# Texto fornecido
________________________

Antes de qualquer linha sobre o concerto de Rufus Wainwright no EDP Cool Jazz, uma clara manifestação de interesses: as minhas expectativas em relação a este artista são sempre mais que muitas, elevadíssimas, uma vez que quem criou discos como Poses ou essa dupla aventura Want (o primeiro, Want One, é um dos discos mais marcantes deste século, julgo eu) merecerá sempre a minha gratidão eterna. A honestidade, neste e em todos os casos possíveis, é um bem inestimável, daí a minha advertência inicial. Julgo que vou ser elogioso, como já devem ter percebido. Avancemos, então.

________________________

# Dados em análise
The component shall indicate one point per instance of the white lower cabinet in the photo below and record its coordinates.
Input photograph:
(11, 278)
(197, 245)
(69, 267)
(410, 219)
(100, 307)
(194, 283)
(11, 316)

________________________

# Enunciado 1
Responda às perguntas sobre o texto fornecido:
(a) Em que evento decorreu o concerto de Rufus Wainwright mencionado?
(b) Qual dos discos da dupla Want é apontado como um dos mais marcantes deste século?
(c) O que é descrito como um bem inestimável?
# Enunciado 2
Transcreva literalmente, a partir do texto fornecido, tudo o que vai de "Antes de qualquer" até "percebido. Avancemos, então.".
As linhas não têm qualquer papel neste exercício.

# Resposta escrita 1
(a) No EDP Cool Jazz.
(b) Want One.
(c) A honestidade.

# Resposta escrita 2
Antes de qualquer linha sobre o concerto de Rufus Wainwright no EDP Cool Jazz, uma clara manifestação de interesses: as minhas expectativas em relação a este artista são sempre mais que muitas, elevadíssimas, uma vez que quem criou discos como Poses ou essa dupla aventura Want (o primeiro, Want One, é um dos discos mais marcantes deste século, julgo eu) merecerá sempre a minha gratidão eterna. A honestidade, neste e em todos os casos possíveis, é um bem inestimável, daí a minha advertência inicial. Julgo que vou ser elogioso, como já devem ter percebido. Avancemos, então.